GOAL:
Copy out every line of the records below word for word, leaving out the pictures.

+ + +

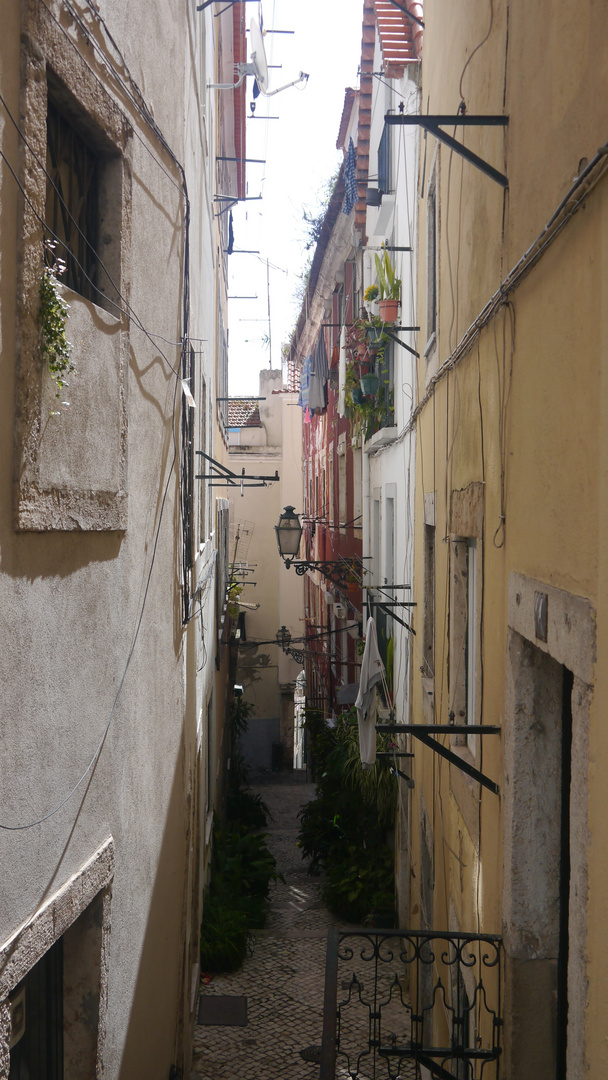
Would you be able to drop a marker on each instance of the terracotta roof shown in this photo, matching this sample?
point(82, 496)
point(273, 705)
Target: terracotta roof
point(350, 97)
point(243, 414)
point(367, 46)
point(396, 34)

+ + +

ANSWER TO THIS TASK:
Would you be able to drop a marker on each instance of the terracotta roof shown in this photo, matching this sample?
point(82, 496)
point(273, 705)
Target: terracotta roof
point(350, 97)
point(243, 414)
point(367, 46)
point(396, 34)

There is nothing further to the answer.